• _Given passage_:
★ ★ ★ ★ ★

The impact of voice-activated virtual assistants on retail
2016 saw an incredible rise in connected home devices, specifically Amazon Echo (8 million devices sold) and Google Home devices. Prior to that, Siri made adding an event to your calendar or quickly looking up the weather as easy as a simple push of a button on your smart phone.
At what point does “Siri, tell me the weather” or “Alexa, play music” become “I’ll have a cheeseburger and fries” or “What aisle can I find the peanut butter on?” or “Does this shirt come in small”?
As we move away from assistants who perform simple automated tasks, 2017 has the potential to turn voice assistant technology into a virtual customer service functionality. The convergence of chatbots and virtual voice assistants has the potential to completely change the retail experience.
For years, we have heard rumors about quick service retail (or QSR) replacing humans with touch screen tablets. Instead, Alexa may be the one to finally deliver the fatal blow. I have little doubt that an Alexa-enabled skill could be developed in a matter of weeks that replicated most of what a QSR counter person is able to do. This is not a knock against those employees but rather praise for the advancements that have been made over the past year.

★ ★ ★ ★ ★

• _Supplied information_:

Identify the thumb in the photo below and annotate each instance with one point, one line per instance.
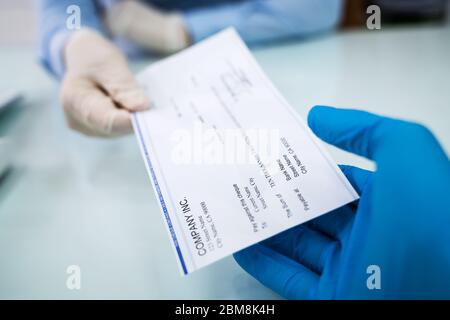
(359, 132)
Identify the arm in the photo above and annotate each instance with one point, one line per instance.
(53, 32)
(258, 21)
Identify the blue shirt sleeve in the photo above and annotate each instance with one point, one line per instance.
(259, 21)
(53, 31)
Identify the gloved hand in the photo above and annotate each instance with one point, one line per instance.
(393, 243)
(99, 91)
(147, 26)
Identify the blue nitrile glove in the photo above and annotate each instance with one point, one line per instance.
(393, 243)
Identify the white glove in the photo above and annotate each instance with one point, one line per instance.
(147, 26)
(99, 91)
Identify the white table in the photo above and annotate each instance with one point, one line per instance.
(73, 200)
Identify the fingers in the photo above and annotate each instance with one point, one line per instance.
(302, 244)
(288, 278)
(335, 224)
(355, 131)
(119, 83)
(90, 111)
(358, 177)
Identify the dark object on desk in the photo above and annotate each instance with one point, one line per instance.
(395, 11)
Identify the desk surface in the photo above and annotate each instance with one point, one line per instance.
(72, 200)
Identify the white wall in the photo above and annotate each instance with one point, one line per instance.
(17, 23)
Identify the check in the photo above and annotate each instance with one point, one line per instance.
(230, 161)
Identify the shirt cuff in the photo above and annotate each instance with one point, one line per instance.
(56, 52)
(205, 22)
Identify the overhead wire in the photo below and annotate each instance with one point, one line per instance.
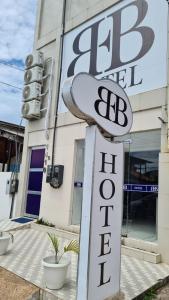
(11, 66)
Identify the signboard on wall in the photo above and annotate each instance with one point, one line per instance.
(131, 36)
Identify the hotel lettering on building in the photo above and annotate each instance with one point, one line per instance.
(126, 41)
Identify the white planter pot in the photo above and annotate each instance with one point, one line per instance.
(4, 243)
(55, 274)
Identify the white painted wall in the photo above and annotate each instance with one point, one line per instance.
(56, 204)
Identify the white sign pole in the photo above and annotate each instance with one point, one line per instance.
(100, 241)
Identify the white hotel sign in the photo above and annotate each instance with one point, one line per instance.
(101, 102)
(126, 43)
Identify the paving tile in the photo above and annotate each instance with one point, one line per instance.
(31, 246)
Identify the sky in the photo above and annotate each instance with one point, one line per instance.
(17, 26)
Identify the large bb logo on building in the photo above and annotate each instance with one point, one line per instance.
(122, 44)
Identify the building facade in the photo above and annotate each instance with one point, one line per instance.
(126, 41)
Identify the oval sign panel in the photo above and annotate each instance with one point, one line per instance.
(98, 101)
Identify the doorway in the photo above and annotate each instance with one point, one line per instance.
(34, 187)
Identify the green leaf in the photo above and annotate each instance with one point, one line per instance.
(55, 242)
(72, 246)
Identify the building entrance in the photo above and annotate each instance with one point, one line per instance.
(140, 184)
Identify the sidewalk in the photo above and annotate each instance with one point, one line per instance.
(32, 245)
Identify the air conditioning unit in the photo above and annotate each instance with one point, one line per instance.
(31, 110)
(32, 91)
(34, 59)
(33, 74)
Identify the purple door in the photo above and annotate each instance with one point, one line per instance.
(35, 182)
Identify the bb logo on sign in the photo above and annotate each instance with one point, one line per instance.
(102, 102)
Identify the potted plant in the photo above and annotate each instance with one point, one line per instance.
(5, 238)
(56, 266)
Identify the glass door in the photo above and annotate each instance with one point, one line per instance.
(35, 176)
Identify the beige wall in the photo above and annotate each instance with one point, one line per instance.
(56, 204)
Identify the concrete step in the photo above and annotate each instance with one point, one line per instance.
(141, 254)
(13, 287)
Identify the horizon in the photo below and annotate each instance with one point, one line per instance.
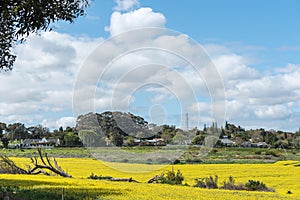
(253, 46)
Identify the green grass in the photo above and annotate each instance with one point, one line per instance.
(159, 155)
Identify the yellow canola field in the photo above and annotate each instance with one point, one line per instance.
(281, 176)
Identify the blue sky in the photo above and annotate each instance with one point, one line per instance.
(254, 45)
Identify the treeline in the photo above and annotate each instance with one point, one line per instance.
(126, 129)
(17, 132)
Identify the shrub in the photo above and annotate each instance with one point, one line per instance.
(208, 182)
(171, 178)
(230, 184)
(253, 185)
(96, 177)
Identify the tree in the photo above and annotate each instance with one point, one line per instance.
(2, 128)
(19, 18)
(5, 142)
(17, 131)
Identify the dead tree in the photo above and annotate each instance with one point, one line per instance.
(40, 164)
(123, 180)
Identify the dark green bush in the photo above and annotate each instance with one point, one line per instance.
(208, 182)
(253, 185)
(96, 177)
(172, 178)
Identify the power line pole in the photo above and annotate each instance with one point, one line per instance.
(187, 121)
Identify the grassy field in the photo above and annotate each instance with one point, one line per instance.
(282, 176)
(165, 155)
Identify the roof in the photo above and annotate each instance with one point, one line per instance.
(227, 141)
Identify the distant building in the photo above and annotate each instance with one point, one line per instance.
(228, 143)
(40, 143)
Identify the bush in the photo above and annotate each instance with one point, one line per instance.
(253, 185)
(230, 185)
(172, 178)
(96, 177)
(208, 182)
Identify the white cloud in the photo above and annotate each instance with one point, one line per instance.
(143, 17)
(273, 112)
(66, 121)
(40, 86)
(125, 5)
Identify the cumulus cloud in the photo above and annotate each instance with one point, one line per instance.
(125, 5)
(143, 17)
(40, 86)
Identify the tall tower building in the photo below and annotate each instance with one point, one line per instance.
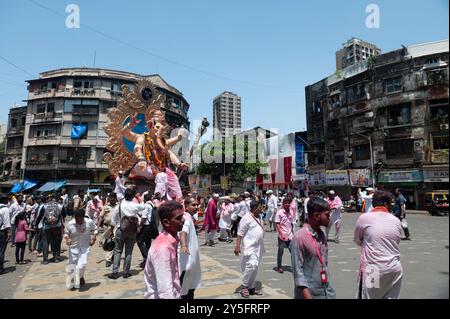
(353, 51)
(227, 114)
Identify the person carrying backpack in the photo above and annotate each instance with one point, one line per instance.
(126, 223)
(53, 225)
(144, 236)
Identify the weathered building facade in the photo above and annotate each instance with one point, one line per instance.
(388, 114)
(65, 115)
(14, 144)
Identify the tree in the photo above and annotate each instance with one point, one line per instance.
(236, 171)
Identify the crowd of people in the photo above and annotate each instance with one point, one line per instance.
(166, 232)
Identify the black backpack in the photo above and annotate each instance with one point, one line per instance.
(154, 223)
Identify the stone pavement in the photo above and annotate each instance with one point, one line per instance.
(425, 261)
(48, 281)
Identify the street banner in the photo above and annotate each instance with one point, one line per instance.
(316, 177)
(359, 177)
(200, 183)
(337, 177)
(224, 182)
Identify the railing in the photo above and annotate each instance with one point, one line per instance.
(439, 156)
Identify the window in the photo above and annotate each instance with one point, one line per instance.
(88, 84)
(440, 142)
(40, 108)
(400, 149)
(393, 85)
(339, 157)
(50, 107)
(399, 114)
(362, 152)
(438, 110)
(115, 87)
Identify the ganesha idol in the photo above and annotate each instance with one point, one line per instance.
(138, 138)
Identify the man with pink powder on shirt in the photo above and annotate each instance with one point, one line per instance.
(161, 272)
(284, 222)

★ ★ ★ ★ ★

• _Instructions_:
1 – According to the passage on voice assistants in retail, how many Amazon Echo devices were sold in 2016?
2 – Continue the passage on voice assistants in retail from its last sentence.
The records have nothing to do with the passage on voice assistants in retail.

• _Expected outputs_:
1 – 8 million

2 –
In late 2015, we made an investment in a company called Msg.ai that was one of the first to develop a bot for the Facebook Messenger platform. At the time, the term “chatbot” had yet to be established. They pitched it as “Artificial Intelligence for Conversational Commerce,” which doesn’t have the same ring. However, over the past year, we have seen hundreds of companies emerge in the space and millions in investment capital poured into further developing the technology.
To me, it is one of the most exciting spaces to watch, not only for the incredible advancements in machine learning and NLP, but because of the incredible amount of insights that we are able to extract. These voice-enabled retail bots will log an amazing amount of data about customer preferences. Does Starbucks know what percentage of its customers prefer coconut milk? Does McDonald’s know what percentage of its customers ask for no pickles? Does Dunkin’ Donuts know how many times it is able to successfully upsell me on two donuts instead of just one?
For many companies, human interaction is too important to switch to bots. However, as Alexa becomes a part of every home and chatbots increasingly replace traditional customer service, at what point will actual human interaction be perceived as less efficient than the virtual interaction with chatbots or voice-activated platforms?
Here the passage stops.